> [To do]: Copy the material below line for line, changing nothing.

> [Supplied data]:
[Start]
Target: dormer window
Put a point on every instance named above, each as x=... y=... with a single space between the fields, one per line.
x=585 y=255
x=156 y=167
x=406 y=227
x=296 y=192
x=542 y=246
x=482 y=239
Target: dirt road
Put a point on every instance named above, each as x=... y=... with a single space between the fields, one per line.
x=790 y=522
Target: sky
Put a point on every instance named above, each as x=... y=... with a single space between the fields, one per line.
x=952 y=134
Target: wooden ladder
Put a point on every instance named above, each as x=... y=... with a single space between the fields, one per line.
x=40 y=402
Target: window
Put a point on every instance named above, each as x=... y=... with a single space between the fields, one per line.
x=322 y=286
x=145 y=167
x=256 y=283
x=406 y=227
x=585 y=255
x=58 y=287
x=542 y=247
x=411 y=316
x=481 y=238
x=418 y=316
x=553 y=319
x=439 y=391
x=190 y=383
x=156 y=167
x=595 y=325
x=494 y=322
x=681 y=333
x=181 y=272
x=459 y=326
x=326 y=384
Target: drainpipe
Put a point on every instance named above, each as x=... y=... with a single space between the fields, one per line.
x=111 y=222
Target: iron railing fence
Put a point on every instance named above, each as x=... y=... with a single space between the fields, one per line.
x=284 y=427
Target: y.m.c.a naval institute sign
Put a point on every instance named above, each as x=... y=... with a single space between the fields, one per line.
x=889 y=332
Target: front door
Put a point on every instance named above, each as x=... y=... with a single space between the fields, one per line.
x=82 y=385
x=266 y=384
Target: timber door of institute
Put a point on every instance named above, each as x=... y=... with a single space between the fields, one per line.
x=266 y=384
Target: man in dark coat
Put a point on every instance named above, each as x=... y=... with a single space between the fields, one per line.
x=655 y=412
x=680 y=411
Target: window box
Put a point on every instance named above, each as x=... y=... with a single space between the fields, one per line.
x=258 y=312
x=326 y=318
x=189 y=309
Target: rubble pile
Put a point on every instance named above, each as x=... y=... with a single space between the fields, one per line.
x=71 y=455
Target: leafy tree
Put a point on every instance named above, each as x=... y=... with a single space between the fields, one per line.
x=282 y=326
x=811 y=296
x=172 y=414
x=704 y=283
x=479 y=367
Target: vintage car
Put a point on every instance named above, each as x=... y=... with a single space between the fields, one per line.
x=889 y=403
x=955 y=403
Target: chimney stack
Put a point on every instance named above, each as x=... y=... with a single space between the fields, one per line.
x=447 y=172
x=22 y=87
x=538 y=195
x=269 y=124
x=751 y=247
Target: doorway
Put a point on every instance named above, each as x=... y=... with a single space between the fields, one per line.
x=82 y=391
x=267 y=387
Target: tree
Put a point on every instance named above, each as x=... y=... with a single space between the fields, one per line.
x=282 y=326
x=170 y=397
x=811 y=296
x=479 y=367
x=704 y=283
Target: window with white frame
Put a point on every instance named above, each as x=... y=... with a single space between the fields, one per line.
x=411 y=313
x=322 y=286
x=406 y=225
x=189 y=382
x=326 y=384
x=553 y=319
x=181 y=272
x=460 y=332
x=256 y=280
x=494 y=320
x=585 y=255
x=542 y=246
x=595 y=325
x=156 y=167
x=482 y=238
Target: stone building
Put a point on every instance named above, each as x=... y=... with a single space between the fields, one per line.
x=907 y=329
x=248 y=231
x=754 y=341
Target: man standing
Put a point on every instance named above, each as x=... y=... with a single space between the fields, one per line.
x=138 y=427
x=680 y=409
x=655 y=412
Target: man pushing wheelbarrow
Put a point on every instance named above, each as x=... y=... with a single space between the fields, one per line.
[End]
> [Answer for the task]:
Target: dormer window
Put a point on every instance named above, each as x=... y=... with a single space between the fields, one per line.
x=585 y=255
x=156 y=167
x=406 y=227
x=296 y=192
x=542 y=246
x=482 y=239
Target: dirt road
Put a point on every instance named above, each as x=... y=... with a single space between the fields, one per line.
x=790 y=522
Target: sky
Put a point on every instance named above, each as x=... y=... with a single space between the fields, one per line.
x=952 y=134
Target: wooden ladder
Put a point on every instance named above, each as x=... y=... with a single space between the fields, one per line.
x=40 y=402
Target: window
Put a point on every instance named above, each as x=... y=... with a single space between the fields, one per line.
x=322 y=286
x=145 y=167
x=256 y=283
x=406 y=227
x=585 y=255
x=58 y=287
x=542 y=247
x=411 y=316
x=481 y=238
x=418 y=316
x=553 y=319
x=439 y=391
x=190 y=383
x=156 y=167
x=595 y=325
x=494 y=322
x=681 y=333
x=181 y=272
x=459 y=326
x=326 y=384
Target: drainpipe
Put a point on every instance named above, each as x=... y=... with a single space between the fields, one per line.
x=111 y=222
Target: iron railing fence
Put a point on every instance named above, each as x=... y=... with a single space between the fields, one per line.
x=284 y=427
Target: y.m.c.a naval institute sign
Put a point on every instance named above, each as x=... y=... with a single space between the fields, one per line.
x=889 y=332
Target: front door
Put a point on every instance named above, each as x=... y=... with a single space between the fields, one per line.
x=82 y=385
x=266 y=384
Target: timber door of institute
Put a point on every instance named above, each as x=... y=... with a single space between the fields, one per line.
x=266 y=384
Target: man in dark coat
Put a point on every instance named above, each as x=... y=... with a single space between the fields, one per line.
x=655 y=412
x=680 y=411
Target: window box
Put a point on every instance named above, each as x=... y=... with a single space between the fields, one per line.
x=258 y=312
x=326 y=318
x=189 y=309
Target: rubble pile
Put a point on every instance named above, each as x=... y=... with a single space between the fields, one per line.
x=71 y=455
Target: leafy tree
Put a point on every instance named above, each as x=... y=... with a single space between the fields, one per line.
x=282 y=326
x=811 y=296
x=172 y=414
x=704 y=283
x=479 y=367
Target: vintage car
Put a point on every instance named above, each as x=... y=... with a single space between the fields, one per line.
x=889 y=403
x=955 y=403
Target: chimney stack
Put a point on every instance named above, each as x=... y=... with a single space between the fields, one per line.
x=447 y=172
x=22 y=87
x=538 y=195
x=269 y=124
x=751 y=247
Target: doorway
Put a point on every instance named above, each as x=... y=... with a single space between the fields, one per line.
x=82 y=391
x=267 y=387
Target: tree
Put a point on every instance named above, each as x=... y=... with a single space between the fields, one per line.
x=282 y=326
x=170 y=397
x=811 y=296
x=479 y=367
x=704 y=283
Target: window with white frame
Put a point on every instance named above, each as x=... y=... with a single space between the fields, one per line.
x=411 y=313
x=322 y=286
x=406 y=225
x=189 y=382
x=326 y=384
x=553 y=319
x=181 y=272
x=460 y=332
x=256 y=280
x=494 y=320
x=585 y=255
x=542 y=246
x=595 y=325
x=156 y=167
x=482 y=238
Target: stone building
Put a point on every instance named above, each as x=... y=... with a single space between the fields, one per line.
x=907 y=329
x=248 y=231
x=754 y=341
Target: man standing
Put a point on every instance named above, each as x=... y=... with a single space between the fields, one per line.
x=138 y=427
x=680 y=409
x=655 y=412
Target: man pushing wheelbarrow
Put a point on every instance named above, each as x=... y=... with a single space between the fields, one per line.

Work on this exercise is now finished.